By Maya Fisher-French, Mail & Guardian 

South Africa

February 16, 2007


The government is looking to create a compulsory earnings-related social security system that will include retirement benefits for all citizens. It will consult all interested parties. And there are unlikely to be shocks to the pension fund industry.

That much is clear from President Thabo Mbeki’s State of the Nation address and industry commentators -- although further details of the government’s plans are expected to be revealed in next week’s budget speech.

In his address, Mbeki spoke of comprehensive consultation with all social partners and the need to explore a social security system, indicating that nothing has been set in stone.

South Africa is unique in having a reasonably healthy voluntary pension fund industry with higher coverage of employed people than many leading economies -- but no state involvement in providing universal retirement benefits.

The old-age pension that forms part of the state’s basic welfare programme is only available to the very poor and is funded from current budget revenues.

##########

→ REQUIREMENT A
In the article on South Africa's social security plans, how is the state's old-age pension funded?
→ REQUIREMENT B
Please sum up the article on South Africa's social security plans in two sentences.

##########

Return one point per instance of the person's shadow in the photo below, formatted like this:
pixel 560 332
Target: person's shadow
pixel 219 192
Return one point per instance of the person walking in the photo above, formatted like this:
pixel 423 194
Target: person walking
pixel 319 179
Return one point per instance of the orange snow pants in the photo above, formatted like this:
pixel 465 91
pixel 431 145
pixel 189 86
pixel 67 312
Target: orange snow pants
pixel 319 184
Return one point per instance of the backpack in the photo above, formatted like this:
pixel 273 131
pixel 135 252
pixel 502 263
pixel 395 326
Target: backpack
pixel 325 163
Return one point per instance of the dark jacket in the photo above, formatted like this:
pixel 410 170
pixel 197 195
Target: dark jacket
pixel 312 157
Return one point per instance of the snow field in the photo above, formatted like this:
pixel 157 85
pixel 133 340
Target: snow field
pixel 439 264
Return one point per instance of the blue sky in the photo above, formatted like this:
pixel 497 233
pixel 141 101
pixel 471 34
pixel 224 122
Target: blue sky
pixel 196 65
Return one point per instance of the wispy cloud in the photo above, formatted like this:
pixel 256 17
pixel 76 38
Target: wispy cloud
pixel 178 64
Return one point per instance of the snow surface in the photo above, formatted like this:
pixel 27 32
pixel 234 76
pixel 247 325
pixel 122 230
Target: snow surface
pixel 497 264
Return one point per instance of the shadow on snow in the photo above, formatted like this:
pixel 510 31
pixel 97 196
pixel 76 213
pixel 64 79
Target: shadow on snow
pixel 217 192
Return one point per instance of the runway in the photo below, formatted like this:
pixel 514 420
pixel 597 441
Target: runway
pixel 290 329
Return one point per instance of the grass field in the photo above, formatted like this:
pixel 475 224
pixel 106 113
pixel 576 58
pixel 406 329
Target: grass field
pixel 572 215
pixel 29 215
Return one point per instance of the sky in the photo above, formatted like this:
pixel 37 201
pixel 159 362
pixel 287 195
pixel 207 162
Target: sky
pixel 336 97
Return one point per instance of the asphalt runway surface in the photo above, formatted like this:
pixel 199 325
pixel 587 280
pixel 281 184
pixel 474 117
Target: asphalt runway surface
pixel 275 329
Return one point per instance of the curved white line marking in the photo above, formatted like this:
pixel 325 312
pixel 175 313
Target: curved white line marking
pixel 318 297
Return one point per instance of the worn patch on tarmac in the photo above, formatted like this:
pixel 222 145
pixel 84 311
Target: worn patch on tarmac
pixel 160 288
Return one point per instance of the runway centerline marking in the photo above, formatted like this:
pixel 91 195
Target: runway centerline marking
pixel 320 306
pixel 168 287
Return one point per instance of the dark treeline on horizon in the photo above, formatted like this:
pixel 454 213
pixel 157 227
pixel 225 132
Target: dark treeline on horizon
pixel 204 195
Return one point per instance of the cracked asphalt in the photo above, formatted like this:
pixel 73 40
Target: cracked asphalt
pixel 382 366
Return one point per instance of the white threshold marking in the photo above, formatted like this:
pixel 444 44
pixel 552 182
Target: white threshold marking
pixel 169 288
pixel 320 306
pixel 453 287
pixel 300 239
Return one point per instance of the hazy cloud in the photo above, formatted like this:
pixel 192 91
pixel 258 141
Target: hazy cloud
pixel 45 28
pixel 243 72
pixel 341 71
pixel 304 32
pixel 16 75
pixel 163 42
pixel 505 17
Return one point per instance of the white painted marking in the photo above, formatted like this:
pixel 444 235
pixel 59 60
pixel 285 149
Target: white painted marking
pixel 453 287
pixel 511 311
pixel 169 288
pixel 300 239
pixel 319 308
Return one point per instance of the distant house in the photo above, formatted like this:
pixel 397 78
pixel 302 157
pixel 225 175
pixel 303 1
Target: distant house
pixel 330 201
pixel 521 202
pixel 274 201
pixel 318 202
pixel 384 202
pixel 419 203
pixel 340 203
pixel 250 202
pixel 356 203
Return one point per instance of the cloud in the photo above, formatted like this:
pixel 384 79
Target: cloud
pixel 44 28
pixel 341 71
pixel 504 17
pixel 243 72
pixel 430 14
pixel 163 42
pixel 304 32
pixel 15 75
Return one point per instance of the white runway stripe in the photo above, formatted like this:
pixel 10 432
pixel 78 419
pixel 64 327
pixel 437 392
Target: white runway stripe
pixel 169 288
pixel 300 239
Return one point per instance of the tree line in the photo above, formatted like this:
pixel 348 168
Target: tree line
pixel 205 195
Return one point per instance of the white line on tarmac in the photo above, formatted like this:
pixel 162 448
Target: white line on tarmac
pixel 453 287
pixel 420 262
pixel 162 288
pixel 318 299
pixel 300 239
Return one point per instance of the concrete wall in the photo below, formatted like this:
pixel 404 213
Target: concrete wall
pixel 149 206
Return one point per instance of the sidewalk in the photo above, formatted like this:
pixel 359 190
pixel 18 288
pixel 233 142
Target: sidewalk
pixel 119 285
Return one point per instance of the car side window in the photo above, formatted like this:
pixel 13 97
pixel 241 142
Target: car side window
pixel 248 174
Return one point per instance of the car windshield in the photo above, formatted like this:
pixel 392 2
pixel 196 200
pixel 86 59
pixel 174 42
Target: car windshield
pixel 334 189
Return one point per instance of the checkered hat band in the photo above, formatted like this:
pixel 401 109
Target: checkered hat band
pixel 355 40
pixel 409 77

##########

→ FINISHED ANSWER A
It is funded from current budget revenues.

→ FINISHED ANSWER B
The South African government is looking to create a compulsory earnings-related social security system with retirement benefits for all citizens, and in his State of the Nation address President Thabo Mbeki spoke of consulting all social partners, with further details expected in next week's budget speech. South Africa already has a reasonably healthy voluntary pension fund industry, but the state provides no universal retirement benefits, and its old-age pension is available only to the very poor.